Recorded data:

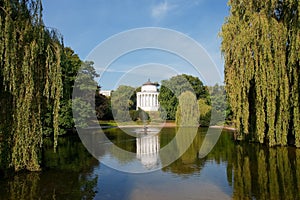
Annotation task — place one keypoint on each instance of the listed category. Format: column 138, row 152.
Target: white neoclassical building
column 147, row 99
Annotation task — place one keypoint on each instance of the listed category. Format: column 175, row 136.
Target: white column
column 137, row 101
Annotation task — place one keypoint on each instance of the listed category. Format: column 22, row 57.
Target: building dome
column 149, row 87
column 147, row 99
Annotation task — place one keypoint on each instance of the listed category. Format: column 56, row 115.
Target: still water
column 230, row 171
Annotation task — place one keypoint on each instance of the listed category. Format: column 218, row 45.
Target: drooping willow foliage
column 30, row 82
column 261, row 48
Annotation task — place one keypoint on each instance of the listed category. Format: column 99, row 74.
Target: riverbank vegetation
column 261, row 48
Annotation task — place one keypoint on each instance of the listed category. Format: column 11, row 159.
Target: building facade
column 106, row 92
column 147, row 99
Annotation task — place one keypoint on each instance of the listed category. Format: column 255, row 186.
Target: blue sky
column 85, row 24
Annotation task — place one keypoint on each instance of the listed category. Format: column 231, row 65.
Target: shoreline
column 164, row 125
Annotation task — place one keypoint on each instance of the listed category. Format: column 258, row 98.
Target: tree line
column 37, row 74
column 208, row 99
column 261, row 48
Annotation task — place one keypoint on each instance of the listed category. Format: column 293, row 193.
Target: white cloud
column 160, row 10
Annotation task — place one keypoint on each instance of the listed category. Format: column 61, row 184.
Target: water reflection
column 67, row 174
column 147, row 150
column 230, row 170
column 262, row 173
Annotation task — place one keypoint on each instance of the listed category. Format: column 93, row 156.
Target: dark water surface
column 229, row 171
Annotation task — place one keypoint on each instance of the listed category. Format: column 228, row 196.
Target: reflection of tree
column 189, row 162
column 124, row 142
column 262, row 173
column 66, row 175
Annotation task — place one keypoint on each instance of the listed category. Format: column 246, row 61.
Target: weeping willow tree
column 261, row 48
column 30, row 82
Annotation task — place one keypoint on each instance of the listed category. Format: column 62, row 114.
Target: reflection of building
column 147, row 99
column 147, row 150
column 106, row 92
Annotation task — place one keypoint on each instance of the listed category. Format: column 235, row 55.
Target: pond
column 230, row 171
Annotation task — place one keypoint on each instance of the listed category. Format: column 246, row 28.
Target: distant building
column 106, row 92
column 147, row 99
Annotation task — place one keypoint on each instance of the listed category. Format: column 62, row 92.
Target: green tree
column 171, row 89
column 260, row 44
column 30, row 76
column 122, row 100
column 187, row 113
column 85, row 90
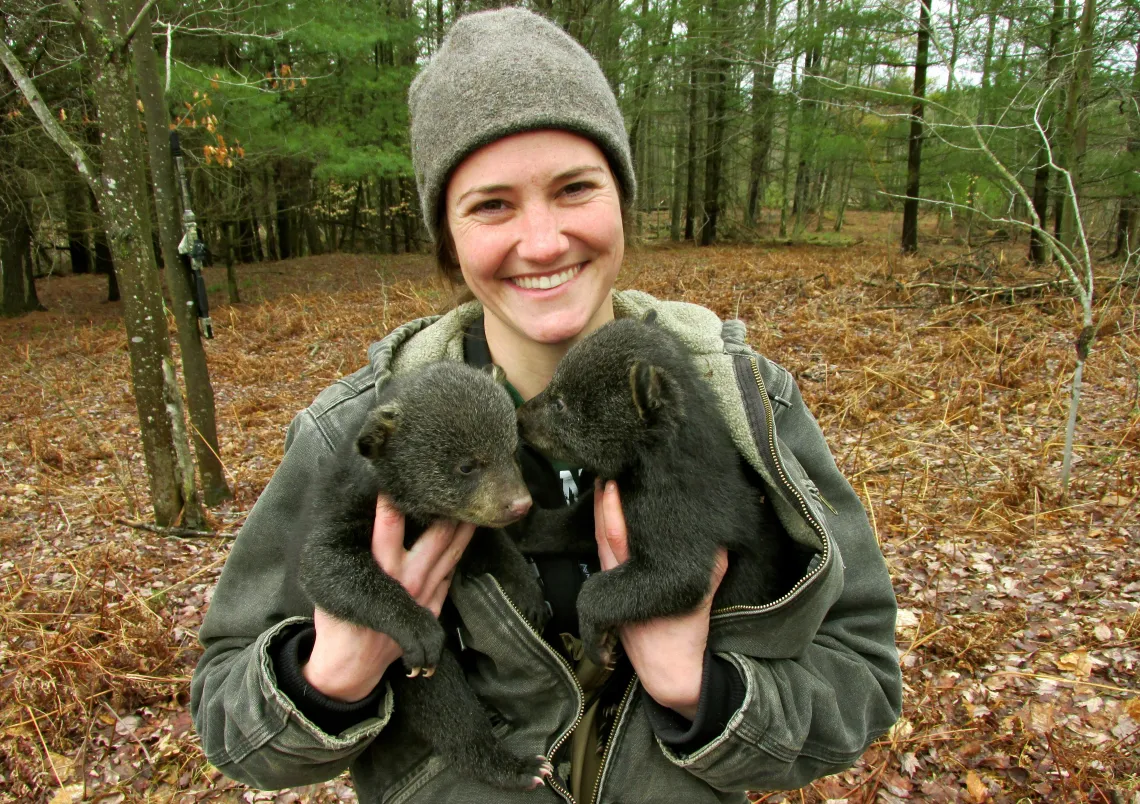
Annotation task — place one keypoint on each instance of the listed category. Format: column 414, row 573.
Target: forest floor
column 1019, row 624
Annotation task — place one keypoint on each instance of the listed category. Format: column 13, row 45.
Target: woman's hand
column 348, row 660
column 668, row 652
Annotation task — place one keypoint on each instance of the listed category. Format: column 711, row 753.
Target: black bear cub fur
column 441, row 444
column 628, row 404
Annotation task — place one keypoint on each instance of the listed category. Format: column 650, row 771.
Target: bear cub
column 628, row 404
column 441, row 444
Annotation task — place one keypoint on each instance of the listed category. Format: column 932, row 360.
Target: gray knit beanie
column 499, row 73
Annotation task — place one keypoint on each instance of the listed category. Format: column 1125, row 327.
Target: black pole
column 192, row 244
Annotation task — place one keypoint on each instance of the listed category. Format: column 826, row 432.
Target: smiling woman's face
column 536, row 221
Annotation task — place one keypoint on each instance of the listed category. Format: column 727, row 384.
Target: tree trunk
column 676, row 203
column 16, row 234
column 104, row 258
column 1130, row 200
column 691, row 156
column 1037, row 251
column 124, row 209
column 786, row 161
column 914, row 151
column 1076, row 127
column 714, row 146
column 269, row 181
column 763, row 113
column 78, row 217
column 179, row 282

Task
Excluding the pictures, restate the records above word for word.

Solution
Annotation task — place one keypoint on each instance of the listed category. Format: column 138, row 152.
Target: white neoclassical building
column 147, row 99
Annotation task — place one keypoint on each instance of the listed category. Format: column 175, row 136.
Target: white column
column 137, row 101
Annotation task — place one keypoint on each instance of the listed category. Format: column 22, row 57.
Target: building dome
column 149, row 87
column 147, row 99
Annotation task — place one keypoint on each instance of the listed category. Format: column 56, row 115.
Target: still water
column 230, row 171
Annotation task — place one keypoint on each instance of the listed category. Format: column 218, row 45.
Target: drooping willow foliage
column 30, row 82
column 261, row 48
Annotation task — place one keypoint on each instance of the listed category. Format: column 99, row 74.
Target: riverbank vegetation
column 261, row 48
Annotation task — place one keypoint on each instance of the listed category. Format: column 11, row 159.
Target: building facade
column 106, row 92
column 147, row 99
Annotation task — place one keypoint on each instance of the listed category. Format: column 255, row 186.
Target: blue sky
column 85, row 24
Annotation task — place one keypoint on each instance of the listed category. Format: column 231, row 65.
Target: shoreline
column 164, row 125
Annotation task — place one keypoint on each instance of the listed category. Format: column 258, row 98.
Target: tree line
column 37, row 74
column 208, row 99
column 261, row 48
Annotation task — place one keypoint on each instance of the listed category. Format: column 293, row 193.
Target: white cloud
column 160, row 10
Annotation task — place one keypoint on each instance of the listed category. Format: column 61, row 184.
Target: water reflection
column 67, row 174
column 147, row 150
column 230, row 170
column 262, row 173
Annotation task — place one keypoint on each instance of the listed category. Format: column 93, row 156.
Target: dark water surface
column 229, row 171
Annotation task — place one keypoint on each instance of the listed category. Format: column 228, row 196.
Target: reflection of tree
column 189, row 162
column 124, row 142
column 262, row 173
column 66, row 175
Annotation task — place one keypoint on each instance of the listed category. Format: column 246, row 61.
Target: weeping willow tree
column 261, row 48
column 30, row 82
Annotation task — place one keypoint on each instance of the listed category. Format: column 62, row 114.
Target: reflection of building
column 147, row 99
column 147, row 150
column 106, row 92
Annotation task — place one keypoint on each instance of the listed category. Format: column 235, row 55.
Target: pond
column 230, row 171
Annotation task — place one keypoint on each instance of the listed category. Format: column 246, row 28.
Target: distant building
column 106, row 92
column 147, row 99
Annotation task — place one keypoint on each instance of the listed category. Format: column 62, row 92.
Target: green tree
column 171, row 89
column 260, row 44
column 30, row 76
column 122, row 100
column 187, row 113
column 85, row 90
Annotation task — place one keypoint on each instance of the listed category. Format: column 414, row 573.
Target: forest floor
column 1019, row 624
Annotation task — place one keypoint on each instance of the listed category. Format: column 13, row 45.
Target: woman's hand
column 348, row 660
column 668, row 652
Annotation task — place one keypoint on each instance of the listed category. Format: column 711, row 753.
Target: black bear cub fur
column 441, row 444
column 628, row 404
Annotation task — place one keypoint on each instance of the listed category. Format: column 650, row 771.
Target: bear cub
column 628, row 404
column 441, row 444
Annotation task — place one keypoint on each instance of the listed category. Format: column 932, row 360.
Target: gray knit beanie
column 499, row 73
Annotation task — place one keypoint on each instance of the listed category. Format: column 1125, row 327.
Target: black pole
column 192, row 244
Annotation task — place one keypoint on each instance of the listed category. Format: column 826, row 432.
Target: smiling woman's face
column 536, row 221
Annotation task — place one keypoint on each instance of the listed category. Format: column 727, row 384.
Target: tree trunk
column 676, row 203
column 16, row 234
column 104, row 258
column 1130, row 200
column 691, row 156
column 1037, row 251
column 124, row 209
column 786, row 161
column 914, row 151
column 1076, row 127
column 714, row 146
column 269, row 181
column 763, row 113
column 78, row 217
column 179, row 282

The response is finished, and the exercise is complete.